Immunotherapy in Action:
Changing the Game for Cancer Survival



Years ago, having brain metastases meant a patient might survive for six months. They would undergo radiation and get relief from their symptoms, but they ultimately would succumb to the disease in short order. Now with immunotherapy and targeted therapy, the game has changed for a number of diseases. Medical oncologist Andrew M. Bernstein, DO, explains.

What is the difference between traditional chemotherapy, immunotherapy and targeted therapy?

Immunotherapy essentially enables a patient’s immune system to recognize cancer cells as foreign. When cancer develops in the body and transcends the blood-brain barrier, the cells are “cloaked” and evade the natural immune system. Immunotherapy removes the cloak, so to speak, allowing the immune system to recognize that those cells don’t belong and attack them.

Immunotherapy is very different from chemotherapy, which attacks actively dividing cells – both cancer cells and non-cancerous cells that are caught in the crossfire. That’s why patients experience so many side effects with chemo, such as hair loss, gastrointestinal issues or feeling weak and tired. Thankfully, many of these side effects can be modulated with steroids.

_Stored data_.
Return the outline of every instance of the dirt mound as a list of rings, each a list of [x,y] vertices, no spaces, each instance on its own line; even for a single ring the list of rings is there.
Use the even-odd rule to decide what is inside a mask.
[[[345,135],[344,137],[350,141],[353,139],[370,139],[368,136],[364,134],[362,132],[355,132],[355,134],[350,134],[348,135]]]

_Brief 1_. Rewrite the paragraph of the immunotherapy article that begins "Immunotherapy essentially enables" in two shorter sentences, keeping its main facts.
_Brief 2_. Translate this sentence from the immunotherapy article into Spanish: "Immunotherapy removes the cloak, so to speak, allowing the immune system to recognize that those cells don’t belong and attack them."
_Brief 3_. Resume the article on immunotherapy and cancer survival, picking up right after its final sentence.

_Written answer 1_. Immunotherapy helps a patient's immune system see cancer cells as foreign. Cancer cells that cross the blood-brain barrier are "cloaked" and evade the natural immune system, and immunotherapy removes that cloak so the immune system can recognize and attack them.

_Written answer 2_. La inmunoterapia elimina el manto, por así decirlo, lo que permite que el sistema inmunitario reconozca que esas células no pertenecen allí y las ataque.

_Written answer 3_.
Targeted therapy is used for treating cancers that have a specific genetic mutation. For example, specific subsets of lung cancer that spread to the brain have mutations that lend themselves to these oral therapies, which can cross the blood-brain barrier and provide very effective treatment.

Where is immunotherapy being used most effectively?

Renal cell cancer, a type of kidney cancer with a predilection to brain metastases, is the poster child for immunotherapy. Chemotherapy has never worked very effectively for this disease. Now, with a combination of immunotherapies – which has response rates as high as 71 percent – patients with renal cell cancer are living longer and better, even with advanced disease. In fact, one of the first patients I saw when I started at Chilton Medical Center over 15 years ago was a Stage 4 renal cell cancer patient. The disease had already gone to his bone, and he wasn’t amenable to surgery. Thanks to immunotherapy, he is alive and well 15 years later.

What is “chemo brain” – and does it happen with immunotherapy?

“Chemo brain” is a term some people use to describe the brain fog associated with chemotherapy treatment. In addition to the underlying malignancy affecting the body, the chemotherapy can have a toxic effect and cause cognitive issues. We don’t see this with immunotherapy.

How do you uplift your patients who are facing metastatic cancer?

I stress the advances we have made – and continue to make – in cancer treatment. We are no longer trying to get people to survive six months; we are now talking in terms of years. I also do my best to synthesize the many amazing experiences I have seen patients live through. This includes stories like one patient who had bladder cancer that had metastasized to the bone and was causing clots in his lungs. His urologist told him to get his affairs in order and had him headed for hospice. In the meantime, I treated him with chemotherapy. The tumor in his bladder melted away, his bone repaired itself and five years later, he is disease-free.